* Source information:
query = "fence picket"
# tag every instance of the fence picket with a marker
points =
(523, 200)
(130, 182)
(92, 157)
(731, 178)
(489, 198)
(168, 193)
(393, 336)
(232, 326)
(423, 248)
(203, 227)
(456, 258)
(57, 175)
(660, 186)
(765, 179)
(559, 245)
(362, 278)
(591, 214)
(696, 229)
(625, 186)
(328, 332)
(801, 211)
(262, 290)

* How to complete this task: Provide all the records again, word for word.

* Answer:
query = "fence picket"
# tag every instance of the fence picket with a marker
points =
(523, 200)
(130, 182)
(92, 157)
(731, 178)
(489, 198)
(168, 193)
(393, 336)
(232, 326)
(423, 248)
(203, 227)
(456, 258)
(57, 175)
(660, 186)
(765, 179)
(559, 245)
(362, 278)
(591, 214)
(696, 229)
(625, 186)
(328, 332)
(801, 211)
(262, 290)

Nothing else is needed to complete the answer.